TASK TO COMPLETE
Copy the following entries word for word, leaving out the pictures.

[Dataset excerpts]

****

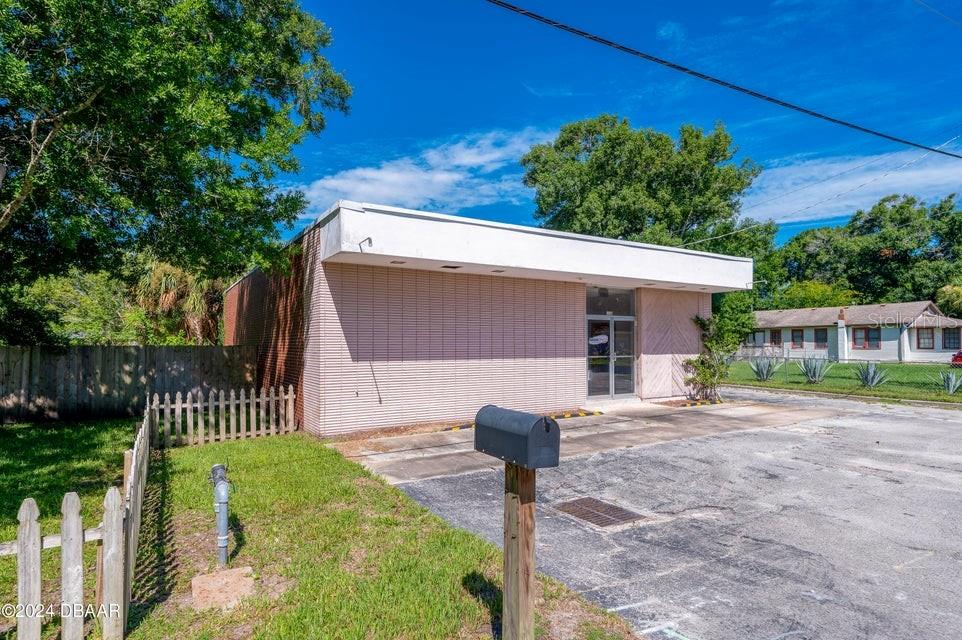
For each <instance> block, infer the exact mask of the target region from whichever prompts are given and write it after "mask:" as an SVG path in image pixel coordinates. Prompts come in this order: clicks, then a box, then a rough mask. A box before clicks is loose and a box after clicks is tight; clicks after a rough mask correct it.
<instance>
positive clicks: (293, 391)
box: [287, 384, 297, 432]
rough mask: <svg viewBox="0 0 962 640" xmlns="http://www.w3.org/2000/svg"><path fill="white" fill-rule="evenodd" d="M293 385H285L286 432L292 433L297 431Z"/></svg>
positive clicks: (296, 423) (289, 384)
mask: <svg viewBox="0 0 962 640" xmlns="http://www.w3.org/2000/svg"><path fill="white" fill-rule="evenodd" d="M294 406H295V405H294V385H292V384H289V385H287V430H288V431H289V432H293V431H294V430H295V429H297V418H296V416H295V415H294V411H295V410H294Z"/></svg>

****

RESPONSE FOR THIS EXERCISE
For each <instance> block, infer the exact mask of the target region from whichever prompts are given and write it after "mask:" as an SVG path in image pixel coordinates. Prompts come in this order: clicks, then a box, then a rough mask. A box before clicks is loose and a box after clicks is tight; clicks after a rough mask correct it.
<instance>
positive clicks: (293, 391)
box: [287, 384, 297, 432]
rough mask: <svg viewBox="0 0 962 640" xmlns="http://www.w3.org/2000/svg"><path fill="white" fill-rule="evenodd" d="M293 385H285L286 432L292 433L297 431Z"/></svg>
positive clicks: (296, 423) (289, 384)
mask: <svg viewBox="0 0 962 640" xmlns="http://www.w3.org/2000/svg"><path fill="white" fill-rule="evenodd" d="M294 406H295V405H294V385H292V384H289V385H287V430H288V431H289V432H293V431H294V430H295V429H297V418H296V416H295V415H294V411H295V410H294Z"/></svg>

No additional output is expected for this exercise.